Available data: Begin

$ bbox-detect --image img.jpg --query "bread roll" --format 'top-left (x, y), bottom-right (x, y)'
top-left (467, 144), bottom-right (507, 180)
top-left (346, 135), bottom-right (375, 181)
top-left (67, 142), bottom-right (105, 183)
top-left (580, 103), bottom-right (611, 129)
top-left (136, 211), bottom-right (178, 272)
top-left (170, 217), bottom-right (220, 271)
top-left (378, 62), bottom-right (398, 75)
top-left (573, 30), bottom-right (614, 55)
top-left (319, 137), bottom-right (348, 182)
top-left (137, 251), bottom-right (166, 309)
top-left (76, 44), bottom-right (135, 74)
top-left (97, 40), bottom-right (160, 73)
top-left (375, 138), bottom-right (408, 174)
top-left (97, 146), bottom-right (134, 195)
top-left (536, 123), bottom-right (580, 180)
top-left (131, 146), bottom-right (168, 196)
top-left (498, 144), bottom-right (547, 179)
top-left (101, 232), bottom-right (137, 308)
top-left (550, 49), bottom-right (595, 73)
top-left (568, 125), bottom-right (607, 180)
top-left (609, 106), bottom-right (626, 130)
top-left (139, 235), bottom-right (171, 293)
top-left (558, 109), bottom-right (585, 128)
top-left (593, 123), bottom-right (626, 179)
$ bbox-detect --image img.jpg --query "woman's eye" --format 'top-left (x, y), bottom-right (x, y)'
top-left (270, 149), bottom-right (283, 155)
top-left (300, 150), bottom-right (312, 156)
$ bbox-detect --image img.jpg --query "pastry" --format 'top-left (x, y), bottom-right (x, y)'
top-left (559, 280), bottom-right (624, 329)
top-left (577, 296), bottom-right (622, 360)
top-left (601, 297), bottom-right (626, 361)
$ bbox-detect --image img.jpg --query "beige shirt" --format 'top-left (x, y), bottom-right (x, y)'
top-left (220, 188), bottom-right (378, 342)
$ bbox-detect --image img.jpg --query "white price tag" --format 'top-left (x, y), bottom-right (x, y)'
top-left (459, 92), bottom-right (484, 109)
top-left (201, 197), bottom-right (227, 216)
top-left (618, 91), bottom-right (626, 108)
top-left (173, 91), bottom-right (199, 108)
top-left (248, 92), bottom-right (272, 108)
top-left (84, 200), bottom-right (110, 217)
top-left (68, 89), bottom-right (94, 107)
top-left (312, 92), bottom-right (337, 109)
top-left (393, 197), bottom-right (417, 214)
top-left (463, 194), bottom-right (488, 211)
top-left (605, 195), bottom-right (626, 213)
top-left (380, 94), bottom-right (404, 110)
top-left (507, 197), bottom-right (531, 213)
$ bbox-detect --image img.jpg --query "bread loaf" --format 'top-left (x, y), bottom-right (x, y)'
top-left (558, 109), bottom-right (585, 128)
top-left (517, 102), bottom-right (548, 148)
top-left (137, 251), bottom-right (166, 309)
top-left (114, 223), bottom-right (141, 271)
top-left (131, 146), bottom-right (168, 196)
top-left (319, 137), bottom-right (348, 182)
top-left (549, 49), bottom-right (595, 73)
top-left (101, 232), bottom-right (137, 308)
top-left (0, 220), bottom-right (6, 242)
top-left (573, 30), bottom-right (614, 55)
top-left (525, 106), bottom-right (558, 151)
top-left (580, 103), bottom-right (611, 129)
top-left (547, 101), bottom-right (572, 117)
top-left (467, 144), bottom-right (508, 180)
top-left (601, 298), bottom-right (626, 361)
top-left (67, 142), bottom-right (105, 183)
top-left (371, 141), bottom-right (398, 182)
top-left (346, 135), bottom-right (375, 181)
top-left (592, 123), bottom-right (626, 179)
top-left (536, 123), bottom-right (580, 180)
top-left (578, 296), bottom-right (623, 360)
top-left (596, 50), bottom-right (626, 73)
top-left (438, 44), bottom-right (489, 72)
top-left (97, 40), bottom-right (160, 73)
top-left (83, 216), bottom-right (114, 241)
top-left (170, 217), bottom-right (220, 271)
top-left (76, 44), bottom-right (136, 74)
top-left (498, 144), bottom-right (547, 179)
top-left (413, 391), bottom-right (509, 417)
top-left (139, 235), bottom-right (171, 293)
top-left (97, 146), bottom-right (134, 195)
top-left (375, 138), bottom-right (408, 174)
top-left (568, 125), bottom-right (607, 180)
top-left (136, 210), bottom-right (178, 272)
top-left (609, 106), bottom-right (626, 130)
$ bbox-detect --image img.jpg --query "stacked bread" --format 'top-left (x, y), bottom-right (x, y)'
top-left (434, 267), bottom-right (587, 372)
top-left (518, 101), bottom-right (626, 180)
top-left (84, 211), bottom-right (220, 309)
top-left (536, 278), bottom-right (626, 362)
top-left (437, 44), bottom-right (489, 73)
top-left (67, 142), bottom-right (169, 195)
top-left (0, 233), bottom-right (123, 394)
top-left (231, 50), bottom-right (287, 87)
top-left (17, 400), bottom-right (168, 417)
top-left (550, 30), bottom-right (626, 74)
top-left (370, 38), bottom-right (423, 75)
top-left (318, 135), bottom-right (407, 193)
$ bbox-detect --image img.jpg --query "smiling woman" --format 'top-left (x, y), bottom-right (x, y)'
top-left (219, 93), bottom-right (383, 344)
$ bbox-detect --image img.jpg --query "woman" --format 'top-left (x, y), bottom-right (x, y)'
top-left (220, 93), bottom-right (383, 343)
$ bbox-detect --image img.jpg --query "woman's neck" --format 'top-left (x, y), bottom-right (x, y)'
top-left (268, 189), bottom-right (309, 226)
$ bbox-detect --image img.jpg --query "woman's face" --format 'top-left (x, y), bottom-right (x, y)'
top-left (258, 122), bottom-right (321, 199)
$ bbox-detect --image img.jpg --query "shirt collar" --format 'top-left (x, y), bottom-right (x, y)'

Available data: End

■ **Task objective**
Line by line, transcribe all of the records exactly.

■ **Answer to this exercise**
$ bbox-detect --image img.jpg --query "bread roll" --format 'top-left (x, y), bottom-right (x, y)'
top-left (467, 144), bottom-right (507, 180)
top-left (346, 135), bottom-right (375, 181)
top-left (67, 142), bottom-right (105, 183)
top-left (580, 103), bottom-right (611, 129)
top-left (136, 211), bottom-right (178, 272)
top-left (170, 217), bottom-right (220, 271)
top-left (378, 62), bottom-right (398, 75)
top-left (573, 30), bottom-right (614, 55)
top-left (319, 137), bottom-right (348, 182)
top-left (137, 251), bottom-right (166, 309)
top-left (76, 44), bottom-right (135, 74)
top-left (97, 40), bottom-right (160, 73)
top-left (375, 138), bottom-right (408, 174)
top-left (97, 146), bottom-right (134, 195)
top-left (536, 123), bottom-right (580, 180)
top-left (131, 146), bottom-right (168, 196)
top-left (498, 144), bottom-right (547, 179)
top-left (101, 232), bottom-right (137, 308)
top-left (550, 49), bottom-right (595, 73)
top-left (568, 125), bottom-right (607, 180)
top-left (609, 106), bottom-right (626, 130)
top-left (139, 235), bottom-right (171, 293)
top-left (558, 109), bottom-right (585, 128)
top-left (593, 123), bottom-right (626, 179)
$ bbox-detect --image img.jpg --query "woman's eye" --format 'top-left (x, y), bottom-right (x, y)'
top-left (270, 149), bottom-right (283, 155)
top-left (300, 150), bottom-right (312, 156)
$ bbox-detect --image img.jpg --query "pastry" --format 'top-left (x, y), bottom-right (x, y)'
top-left (559, 280), bottom-right (624, 329)
top-left (577, 296), bottom-right (622, 360)
top-left (601, 297), bottom-right (626, 361)
$ bbox-detect --image img.jpg --query "beige shirt" --format 'top-left (x, y), bottom-right (x, y)'
top-left (220, 188), bottom-right (378, 342)
$ bbox-detect --image img.jpg --query "white price tag" --format 'top-left (x, y), bottom-right (x, y)'
top-left (459, 92), bottom-right (484, 109)
top-left (201, 197), bottom-right (227, 216)
top-left (618, 91), bottom-right (626, 108)
top-left (173, 91), bottom-right (199, 108)
top-left (248, 92), bottom-right (272, 108)
top-left (84, 200), bottom-right (110, 217)
top-left (68, 89), bottom-right (94, 107)
top-left (312, 92), bottom-right (337, 109)
top-left (393, 197), bottom-right (417, 214)
top-left (463, 194), bottom-right (488, 211)
top-left (605, 195), bottom-right (626, 213)
top-left (380, 94), bottom-right (404, 110)
top-left (507, 197), bottom-right (531, 213)
$ bbox-detect --image img.jpg --query "bread loaf" --format 'top-left (x, y), bottom-right (x, y)'
top-left (558, 109), bottom-right (585, 128)
top-left (517, 102), bottom-right (548, 148)
top-left (137, 251), bottom-right (166, 309)
top-left (114, 223), bottom-right (141, 271)
top-left (131, 146), bottom-right (168, 196)
top-left (319, 137), bottom-right (348, 182)
top-left (549, 49), bottom-right (595, 73)
top-left (101, 232), bottom-right (137, 308)
top-left (0, 220), bottom-right (6, 242)
top-left (573, 30), bottom-right (614, 55)
top-left (525, 106), bottom-right (558, 151)
top-left (580, 103), bottom-right (611, 129)
top-left (547, 101), bottom-right (572, 117)
top-left (467, 144), bottom-right (508, 180)
top-left (601, 298), bottom-right (626, 361)
top-left (67, 142), bottom-right (105, 183)
top-left (371, 141), bottom-right (398, 182)
top-left (346, 135), bottom-right (375, 181)
top-left (592, 123), bottom-right (626, 179)
top-left (536, 123), bottom-right (580, 180)
top-left (578, 296), bottom-right (623, 360)
top-left (596, 50), bottom-right (626, 73)
top-left (438, 44), bottom-right (489, 72)
top-left (97, 40), bottom-right (160, 73)
top-left (83, 216), bottom-right (114, 241)
top-left (170, 217), bottom-right (220, 271)
top-left (76, 44), bottom-right (136, 74)
top-left (498, 144), bottom-right (547, 179)
top-left (413, 391), bottom-right (509, 417)
top-left (139, 235), bottom-right (171, 293)
top-left (97, 146), bottom-right (134, 195)
top-left (375, 138), bottom-right (408, 174)
top-left (568, 125), bottom-right (607, 180)
top-left (136, 210), bottom-right (178, 272)
top-left (609, 106), bottom-right (626, 130)
$ bbox-detect --image img.jpg --query "stacked bread" --format 'top-left (x, y), bottom-right (x, y)'
top-left (434, 267), bottom-right (587, 372)
top-left (518, 101), bottom-right (626, 180)
top-left (84, 211), bottom-right (220, 309)
top-left (536, 278), bottom-right (626, 362)
top-left (437, 44), bottom-right (489, 73)
top-left (67, 142), bottom-right (169, 195)
top-left (0, 233), bottom-right (123, 394)
top-left (231, 50), bottom-right (287, 87)
top-left (17, 400), bottom-right (168, 417)
top-left (550, 30), bottom-right (626, 74)
top-left (370, 38), bottom-right (423, 75)
top-left (318, 135), bottom-right (407, 193)
$ bbox-detect --image img.jpg --query "smiling woman" --format 'top-left (x, y), bottom-right (x, y)'
top-left (219, 93), bottom-right (383, 344)
$ bbox-detect --image img.jpg --query "woman" --format 'top-left (x, y), bottom-right (x, y)'
top-left (220, 93), bottom-right (383, 343)
$ bbox-detect --image img.jpg --query "woman's neck" --format 'top-left (x, y), bottom-right (x, y)'
top-left (268, 189), bottom-right (309, 226)
$ bbox-detect --image img.jpg --query "woman's face" --format 'top-left (x, y), bottom-right (x, y)'
top-left (258, 122), bottom-right (321, 199)
$ bbox-detect --image img.jpg --query "shirt collar" --format 'top-left (x, y), bottom-right (x, y)'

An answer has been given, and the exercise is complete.